## Written request
Rewrite every item below with "instance" changed to "occurrence" and everything else left the same. Leave out the pictures.

## Records shown
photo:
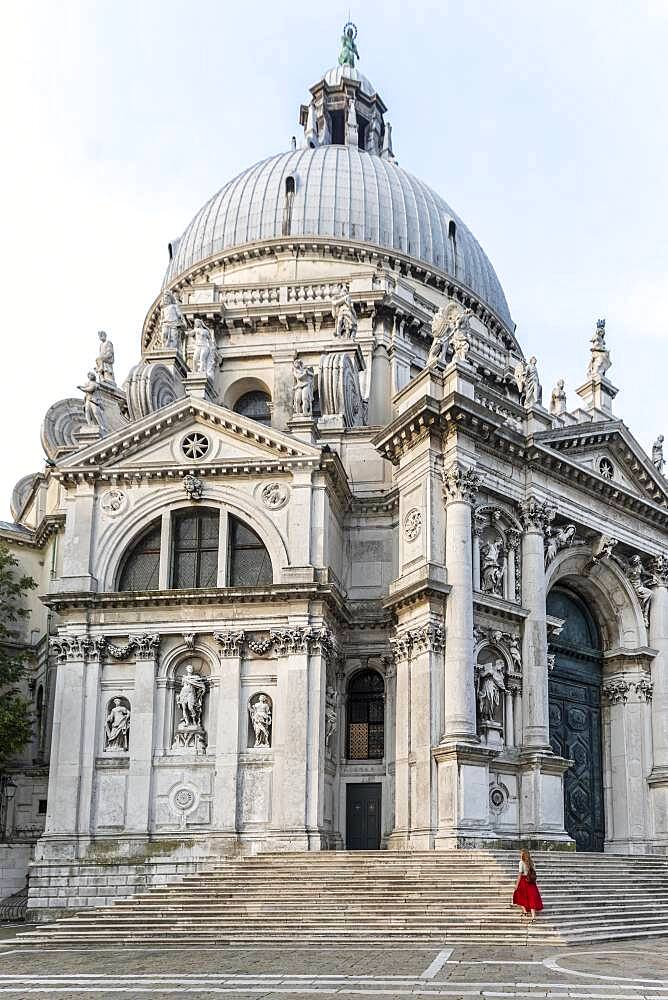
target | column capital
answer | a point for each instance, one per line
(146, 645)
(77, 647)
(660, 570)
(460, 483)
(231, 642)
(536, 515)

## Answer for this exercise
photo:
target | column capital
answer | a point for each occurrence, one per line
(146, 645)
(77, 647)
(660, 570)
(460, 483)
(231, 642)
(536, 515)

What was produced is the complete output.